───── DATA SUPPLIED ─────

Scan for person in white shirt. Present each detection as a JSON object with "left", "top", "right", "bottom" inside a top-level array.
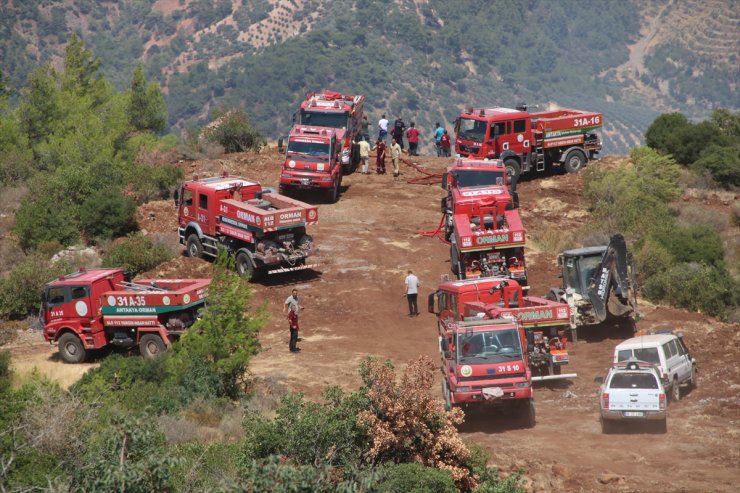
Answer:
[
  {"left": 378, "top": 114, "right": 388, "bottom": 142},
  {"left": 406, "top": 270, "right": 421, "bottom": 317}
]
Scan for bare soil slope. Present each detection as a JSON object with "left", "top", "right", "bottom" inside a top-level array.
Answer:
[{"left": 8, "top": 151, "right": 740, "bottom": 492}]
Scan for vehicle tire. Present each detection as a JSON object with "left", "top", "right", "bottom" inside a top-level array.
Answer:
[
  {"left": 185, "top": 233, "right": 203, "bottom": 258},
  {"left": 524, "top": 399, "right": 537, "bottom": 428},
  {"left": 329, "top": 182, "right": 339, "bottom": 204},
  {"left": 139, "top": 334, "right": 167, "bottom": 359},
  {"left": 59, "top": 332, "right": 87, "bottom": 363},
  {"left": 564, "top": 150, "right": 586, "bottom": 173},
  {"left": 442, "top": 378, "right": 452, "bottom": 411},
  {"left": 504, "top": 158, "right": 522, "bottom": 182},
  {"left": 450, "top": 245, "right": 460, "bottom": 276},
  {"left": 236, "top": 252, "right": 254, "bottom": 279},
  {"left": 671, "top": 377, "right": 681, "bottom": 402}
]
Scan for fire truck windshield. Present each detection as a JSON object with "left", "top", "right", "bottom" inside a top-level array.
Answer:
[
  {"left": 459, "top": 118, "right": 487, "bottom": 142},
  {"left": 301, "top": 110, "right": 348, "bottom": 129},
  {"left": 457, "top": 329, "right": 522, "bottom": 363},
  {"left": 288, "top": 140, "right": 330, "bottom": 161},
  {"left": 455, "top": 169, "right": 506, "bottom": 188}
]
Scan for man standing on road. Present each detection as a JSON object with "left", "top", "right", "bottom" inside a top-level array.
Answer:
[
  {"left": 378, "top": 115, "right": 388, "bottom": 142},
  {"left": 434, "top": 122, "right": 445, "bottom": 157},
  {"left": 406, "top": 122, "right": 419, "bottom": 156},
  {"left": 360, "top": 137, "right": 370, "bottom": 175},
  {"left": 406, "top": 270, "right": 421, "bottom": 317},
  {"left": 391, "top": 139, "right": 401, "bottom": 180}
]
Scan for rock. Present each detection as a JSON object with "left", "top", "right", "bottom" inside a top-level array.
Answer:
[
  {"left": 552, "top": 462, "right": 573, "bottom": 479},
  {"left": 599, "top": 472, "right": 624, "bottom": 484}
]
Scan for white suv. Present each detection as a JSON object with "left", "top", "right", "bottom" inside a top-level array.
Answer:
[{"left": 614, "top": 330, "right": 697, "bottom": 401}]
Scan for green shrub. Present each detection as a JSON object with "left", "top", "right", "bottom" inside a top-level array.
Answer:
[
  {"left": 692, "top": 144, "right": 740, "bottom": 187},
  {"left": 103, "top": 233, "right": 173, "bottom": 275},
  {"left": 368, "top": 463, "right": 458, "bottom": 493},
  {"left": 80, "top": 189, "right": 139, "bottom": 240},
  {"left": 203, "top": 109, "right": 265, "bottom": 152},
  {"left": 0, "top": 351, "right": 12, "bottom": 395},
  {"left": 643, "top": 262, "right": 740, "bottom": 318},
  {"left": 0, "top": 254, "right": 69, "bottom": 319},
  {"left": 650, "top": 224, "right": 725, "bottom": 266}
]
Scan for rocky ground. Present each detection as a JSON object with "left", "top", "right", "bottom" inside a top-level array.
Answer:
[{"left": 7, "top": 151, "right": 740, "bottom": 492}]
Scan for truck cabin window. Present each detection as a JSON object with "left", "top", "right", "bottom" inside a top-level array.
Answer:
[
  {"left": 455, "top": 170, "right": 506, "bottom": 188},
  {"left": 288, "top": 140, "right": 331, "bottom": 161},
  {"left": 301, "top": 110, "right": 348, "bottom": 129},
  {"left": 460, "top": 118, "right": 486, "bottom": 142},
  {"left": 609, "top": 373, "right": 658, "bottom": 389}
]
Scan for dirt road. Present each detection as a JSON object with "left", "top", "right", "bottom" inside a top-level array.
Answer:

─────

* _TASK OBJECTIVE_
Leave out the pictures and copy every record above exactly.

* _REPLY TO THE EXERCISE_
Scan for person in white shirt. Present each detection as a JSON object with "left", "top", "right", "bottom" inside a top-level array.
Answer:
[
  {"left": 378, "top": 114, "right": 388, "bottom": 142},
  {"left": 406, "top": 270, "right": 421, "bottom": 317}
]
Scan for bare soil slope. Present each detection as a JSON object with "left", "top", "right", "bottom" inside a top-level array.
Answer:
[{"left": 8, "top": 151, "right": 740, "bottom": 492}]
Scan for vehicle tire. Present each detection as a JSON object with "left", "top", "right", "bottom" inside a top-level array.
Answer:
[
  {"left": 185, "top": 233, "right": 203, "bottom": 258},
  {"left": 524, "top": 399, "right": 537, "bottom": 428},
  {"left": 329, "top": 182, "right": 339, "bottom": 204},
  {"left": 139, "top": 334, "right": 167, "bottom": 359},
  {"left": 59, "top": 332, "right": 87, "bottom": 363},
  {"left": 564, "top": 150, "right": 586, "bottom": 173},
  {"left": 442, "top": 378, "right": 452, "bottom": 411},
  {"left": 504, "top": 158, "right": 522, "bottom": 182},
  {"left": 450, "top": 245, "right": 460, "bottom": 276},
  {"left": 236, "top": 252, "right": 254, "bottom": 279},
  {"left": 671, "top": 377, "right": 681, "bottom": 402}
]
Scan for fire truck windshield. Present each detection as a JSON object with "left", "top", "right", "bottom" inside a top-level array.
Answer:
[
  {"left": 459, "top": 118, "right": 487, "bottom": 142},
  {"left": 301, "top": 110, "right": 348, "bottom": 129},
  {"left": 457, "top": 329, "right": 522, "bottom": 363},
  {"left": 288, "top": 140, "right": 330, "bottom": 161},
  {"left": 455, "top": 169, "right": 506, "bottom": 188}
]
Scan for man standing on road. Present each detection as a JSON object with "left", "top", "right", "bottom" inside a top-level array.
Answer:
[
  {"left": 378, "top": 115, "right": 388, "bottom": 142},
  {"left": 434, "top": 122, "right": 445, "bottom": 157},
  {"left": 406, "top": 122, "right": 419, "bottom": 156},
  {"left": 360, "top": 137, "right": 370, "bottom": 175},
  {"left": 406, "top": 270, "right": 421, "bottom": 317},
  {"left": 391, "top": 139, "right": 401, "bottom": 180}
]
Scan for rock. Present each detection as a JSON object with "left", "top", "right", "bottom" inside a top-level array.
Answer:
[
  {"left": 552, "top": 462, "right": 573, "bottom": 479},
  {"left": 599, "top": 472, "right": 624, "bottom": 484}
]
Scan for white suv. Present each detection as a JSON object with "left", "top", "right", "bottom" inside a top-level array.
Answer:
[{"left": 614, "top": 330, "right": 697, "bottom": 401}]
Scan for green shrub. Present each detection as a JSON object with "left", "top", "right", "bottom" inside a top-level array.
Answer:
[
  {"left": 692, "top": 144, "right": 740, "bottom": 187},
  {"left": 103, "top": 233, "right": 173, "bottom": 275},
  {"left": 368, "top": 463, "right": 458, "bottom": 493},
  {"left": 80, "top": 189, "right": 139, "bottom": 240},
  {"left": 203, "top": 109, "right": 265, "bottom": 152},
  {"left": 0, "top": 351, "right": 12, "bottom": 395},
  {"left": 643, "top": 262, "right": 740, "bottom": 318},
  {"left": 0, "top": 254, "right": 69, "bottom": 319},
  {"left": 650, "top": 224, "right": 725, "bottom": 266}
]
Scan for rocky ground. Present each detection as a JSON object with "left", "top", "right", "bottom" inside a top-level array.
Answer:
[{"left": 7, "top": 151, "right": 740, "bottom": 492}]
Scan for truck cabin window. Present each detection as a JSON object with "left", "top", "right", "bottom" inside a top-level array.
Answer:
[
  {"left": 455, "top": 170, "right": 506, "bottom": 188},
  {"left": 288, "top": 140, "right": 331, "bottom": 161},
  {"left": 301, "top": 110, "right": 348, "bottom": 129},
  {"left": 460, "top": 118, "right": 486, "bottom": 142},
  {"left": 609, "top": 373, "right": 658, "bottom": 389}
]
Scan for dirt road. Present each detection as a JSON object with "left", "top", "right", "bottom" inside a top-level array.
Answer:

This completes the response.